____ ВЫБРАННЫЙ ОТРЫВОК
Маргарита казалась созданной для углубленных, созерцательных настроений и поисков, молитвенных жертвоприношений.

…Ее стихи? Она давала мне читать свой тогдашний рукописный сборник „Дикие травы“. Они были культурными, хорошего тона, но не казались сильными. „Интеллигентные стихи“. Но в наши последние встречи она читала „Сонеты о Гамлете“, и мы находили их замечательными по творческому пониманию темы и художественной покорительности. Где теперь эти умные, яркие, мастерские сонеты?» (О. Мочалова. Голоса Серебряного века).

«Маргарита Марьяновна принадлежала к последователям Блаватской. Но, насколько я могу судить (в день ее смерти мне исполнилось 14 лет), ее очень отталкивала внешняя атрибутика многих последователей этого учения – столоверчение, медиумические явления и пр. Тем не менее, теософия действительно была ее религией. И у меня до сих пор хранится фотография юного (тогда) Кришнамурти, от которого она и ее друзья ждали грядущих откровений, как от нынешнего воплощения бога Кришны, от чего сам Кришнамурти, к их большой грусти, впоследствии (кажется, перед самой войной) наотрез отказался» (М. Козырева. Маргарита Марьяновна Тумповская).

 

ТУРГЕНЕВА Анна (Ася) Алексеевна

1890–1966

Художница, антропософка. Первая жена Андрея Белого. Прототип Кати в повести Андрея Белого «Серебряный голубь».

«Асю Тургеневу я впервые увидела в „Мусагете“, куда привел меня Макс. Пряменькая, с от природы занесенной головкой в обрамлении гравюрных ламартиновских „anglaises“ [франц. локоны. – Сост.], с вечнодымящей из точеных пальцев папиросой, в вечном сизом облаке своего и мусагетского дыма, из которого только еще точнее и точеней выступала ее прямизна. Красивее ее рук не видала. Кудри и шейка и руки, – вся она была с английской гравюры, и сама была гравер, и уже сделала обложку для книги стихов Эллиса „Stigmata“, с каким-то храмом. С английской гравюры – брюссельской школы гравер, а главное, Ася Тургенева – тургеневская Ася, любовь того Сергея Соловьева с глазами Владимира, „Жемчужная головка“ его сказок, невеста Андрея Белого и Катя его „Серебряного голубя“, Дарьяльский которого – Сережа Соловьев. (Все это, гордясь за всех действующих лиц, а немножечко и за себя, захлебываясь, сообщил мне Владимир Оттонович Нилендер, должно быть, сам безнадежно влюбленный в Асю. Да не влюбиться было нельзя.)
________
**ЗАДАНИЕ 1:** Для какой книги стихов Ася Тургенева, согласно отрывку, уже сделала обложку?
**ЗАДАНИЕ 2:** Продолжите отрывок воспоминаний об Асе Тургеневой после его последнего предложения.
Записи к отрывку не относятся, это отдельный материал.
____ ЗАПИСИ
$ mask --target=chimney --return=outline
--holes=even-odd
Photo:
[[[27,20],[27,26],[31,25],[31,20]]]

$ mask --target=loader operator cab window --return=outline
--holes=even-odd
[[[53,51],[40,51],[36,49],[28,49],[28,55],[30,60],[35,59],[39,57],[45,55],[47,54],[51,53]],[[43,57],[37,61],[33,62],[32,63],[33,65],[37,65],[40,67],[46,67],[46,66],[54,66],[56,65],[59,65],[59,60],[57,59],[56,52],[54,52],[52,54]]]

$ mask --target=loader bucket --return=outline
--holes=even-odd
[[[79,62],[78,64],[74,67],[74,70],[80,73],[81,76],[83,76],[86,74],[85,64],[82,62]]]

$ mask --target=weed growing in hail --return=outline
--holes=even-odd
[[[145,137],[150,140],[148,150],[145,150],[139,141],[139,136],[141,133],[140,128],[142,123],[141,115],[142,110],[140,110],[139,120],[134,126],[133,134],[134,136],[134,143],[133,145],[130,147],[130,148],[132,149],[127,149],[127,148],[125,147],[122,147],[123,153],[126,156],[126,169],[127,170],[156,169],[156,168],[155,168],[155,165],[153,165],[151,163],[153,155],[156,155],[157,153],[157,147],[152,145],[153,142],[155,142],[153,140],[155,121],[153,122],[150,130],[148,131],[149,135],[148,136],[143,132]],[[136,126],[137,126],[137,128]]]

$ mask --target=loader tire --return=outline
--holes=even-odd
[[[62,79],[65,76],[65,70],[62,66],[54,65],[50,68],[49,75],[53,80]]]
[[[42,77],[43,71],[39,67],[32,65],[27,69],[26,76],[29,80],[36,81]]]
________
**ОТВЕТ 1:** Для книги стихов Эллиса «Stigmata».

**ОТВЕТ 2:**
Не говорила она в „Мусагете“ никогда, разве что – „да“, впрочем, как раз не „да“, а „нет“, и это „нет“ звучало так же веско, как первая капля дождя перед грозой. Только глядела и дымила, и потом внезапно вставала и исчезала, развевая за собой пепел локонов и дымок папиросы.

…Прелесть ее была именно в этой смеси мужских, юношеских повадок, я бы даже сказала – мужской деловитости, с крайней лиричностью, девичеством, девчончеством черт и очертаний. Когда огромная женщина руку жмет по-мужски – одно, но – такой рукою! С гравюры! От такой руки – такое пожатье!» (М. Цветаева. Пленный дух).

«– Ася, познакомьтесь: Ася Тургенева. А это моя сестра – Ася.

Из полутьмы залы, в косой луч света, падавший из столовой, протянулась женская рука – прохладная, тонкая, легкая, равнодушно сжала мою. И тогда, в преддверье того луча света, я увидела бледность лица, ореол кудрей и светлые большие глаза. Та же гравюра английская, что сестра, но зрелее, четче, и холодней. Повелительней. Обаяние, да! Я его ощутила сразу – не собой, – только тем, что зовется вкус» (А. Цветаева. Воспоминания).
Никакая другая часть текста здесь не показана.